_What the task asks_
Each entry below should be retyped exactly as given.

———

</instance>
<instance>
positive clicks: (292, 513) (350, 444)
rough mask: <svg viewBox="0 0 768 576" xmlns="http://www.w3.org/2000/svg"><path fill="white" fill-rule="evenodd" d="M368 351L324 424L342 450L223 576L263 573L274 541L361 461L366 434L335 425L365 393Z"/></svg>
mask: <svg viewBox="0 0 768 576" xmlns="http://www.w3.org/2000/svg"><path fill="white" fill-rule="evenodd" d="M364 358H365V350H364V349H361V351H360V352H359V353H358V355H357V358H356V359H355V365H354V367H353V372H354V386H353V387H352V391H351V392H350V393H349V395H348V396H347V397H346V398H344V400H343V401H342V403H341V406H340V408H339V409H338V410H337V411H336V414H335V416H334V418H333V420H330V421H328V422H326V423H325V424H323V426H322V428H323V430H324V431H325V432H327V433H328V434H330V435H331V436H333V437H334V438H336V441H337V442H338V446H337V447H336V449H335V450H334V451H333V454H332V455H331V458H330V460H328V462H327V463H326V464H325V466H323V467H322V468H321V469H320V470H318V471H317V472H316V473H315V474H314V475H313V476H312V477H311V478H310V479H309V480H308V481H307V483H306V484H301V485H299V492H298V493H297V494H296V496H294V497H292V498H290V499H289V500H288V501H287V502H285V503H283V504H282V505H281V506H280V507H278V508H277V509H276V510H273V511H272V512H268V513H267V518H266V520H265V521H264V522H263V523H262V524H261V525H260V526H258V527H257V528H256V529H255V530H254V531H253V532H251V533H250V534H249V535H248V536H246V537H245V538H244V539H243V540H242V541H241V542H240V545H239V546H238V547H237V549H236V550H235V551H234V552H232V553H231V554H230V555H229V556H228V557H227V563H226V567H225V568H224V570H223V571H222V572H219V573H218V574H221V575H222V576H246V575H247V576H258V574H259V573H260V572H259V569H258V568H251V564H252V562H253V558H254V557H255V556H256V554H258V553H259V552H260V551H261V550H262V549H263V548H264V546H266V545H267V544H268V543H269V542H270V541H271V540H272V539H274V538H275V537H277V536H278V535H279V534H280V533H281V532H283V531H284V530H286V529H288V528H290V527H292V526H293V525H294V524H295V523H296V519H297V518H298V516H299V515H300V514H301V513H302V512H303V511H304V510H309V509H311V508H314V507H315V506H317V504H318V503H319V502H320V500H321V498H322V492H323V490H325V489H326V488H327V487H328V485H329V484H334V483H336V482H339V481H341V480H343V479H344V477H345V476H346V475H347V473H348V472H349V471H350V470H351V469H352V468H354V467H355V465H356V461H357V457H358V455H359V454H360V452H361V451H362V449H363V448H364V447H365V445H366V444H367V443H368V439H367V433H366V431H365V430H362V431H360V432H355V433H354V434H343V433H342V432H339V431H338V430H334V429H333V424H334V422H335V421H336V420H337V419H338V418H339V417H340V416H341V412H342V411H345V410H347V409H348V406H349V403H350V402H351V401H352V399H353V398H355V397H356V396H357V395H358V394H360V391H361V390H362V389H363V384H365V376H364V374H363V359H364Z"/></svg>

———

_Exercise result_
</instance>
<instance>
positive clicks: (292, 513) (350, 444)
rough mask: <svg viewBox="0 0 768 576" xmlns="http://www.w3.org/2000/svg"><path fill="white" fill-rule="evenodd" d="M368 351L324 424L342 450L223 576L263 573L274 541L361 461L366 434L335 425L365 393Z"/></svg>
mask: <svg viewBox="0 0 768 576" xmlns="http://www.w3.org/2000/svg"><path fill="white" fill-rule="evenodd" d="M364 358H365V350H364V349H361V351H360V352H359V353H358V355H357V358H356V359H355V365H354V367H353V372H354V386H353V387H352V391H351V392H350V393H349V395H348V396H347V397H346V398H344V400H343V401H342V403H341V406H340V408H339V409H338V410H337V411H336V414H335V416H334V418H333V420H330V421H328V422H326V423H325V424H323V426H322V428H323V430H324V431H325V432H327V433H328V434H330V435H331V436H333V437H334V438H336V441H337V442H338V446H337V447H336V449H335V450H334V451H333V454H332V455H331V458H330V460H328V462H327V463H326V464H325V466H323V467H322V468H321V469H320V470H318V471H317V472H316V473H315V474H314V475H313V476H312V477H311V478H310V479H309V480H308V481H307V483H306V484H301V485H299V492H298V493H297V494H296V496H294V497H292V498H290V499H289V500H288V501H287V502H285V503H283V504H282V505H281V506H280V507H278V508H277V509H276V510H273V511H272V512H268V513H267V518H266V520H265V521H264V522H263V523H262V524H261V525H260V526H258V527H257V528H256V529H255V530H254V531H253V532H251V533H250V534H249V535H248V536H246V537H245V538H244V539H243V540H242V541H241V542H240V545H239V546H238V547H237V549H236V550H235V551H234V552H232V553H231V554H230V555H229V556H228V557H227V563H226V567H225V568H224V570H223V571H222V572H219V573H218V574H221V575H222V576H246V575H247V576H258V574H259V573H260V572H259V569H258V568H251V564H252V562H253V558H254V557H255V556H256V554H258V553H259V552H260V551H261V550H262V549H263V548H264V546H266V545H267V544H268V543H269V542H270V541H271V540H272V539H274V538H275V537H277V536H278V535H279V534H280V533H281V532H283V531H284V530H286V529H288V528H290V527H292V526H293V525H294V524H295V523H296V519H297V518H298V516H299V515H300V514H301V513H302V512H303V511H304V510H309V509H311V508H314V507H315V506H317V504H318V503H319V502H320V500H321V498H322V492H323V490H325V489H326V488H327V487H328V485H329V484H334V483H336V482H339V481H341V480H343V479H344V477H345V476H346V475H347V473H348V472H349V471H350V470H351V469H352V468H354V467H355V465H356V461H357V457H358V455H359V454H360V452H361V451H362V449H363V448H364V447H365V445H366V444H367V443H368V439H367V433H366V431H365V430H362V431H360V432H355V433H354V434H343V433H342V432H339V431H338V430H334V429H333V424H334V422H335V421H336V420H337V419H338V418H339V417H340V416H341V412H342V411H345V410H347V409H348V406H349V403H350V402H351V401H352V399H353V398H355V397H356V396H357V395H358V394H360V391H361V390H362V389H363V384H365V376H364V374H363V359H364Z"/></svg>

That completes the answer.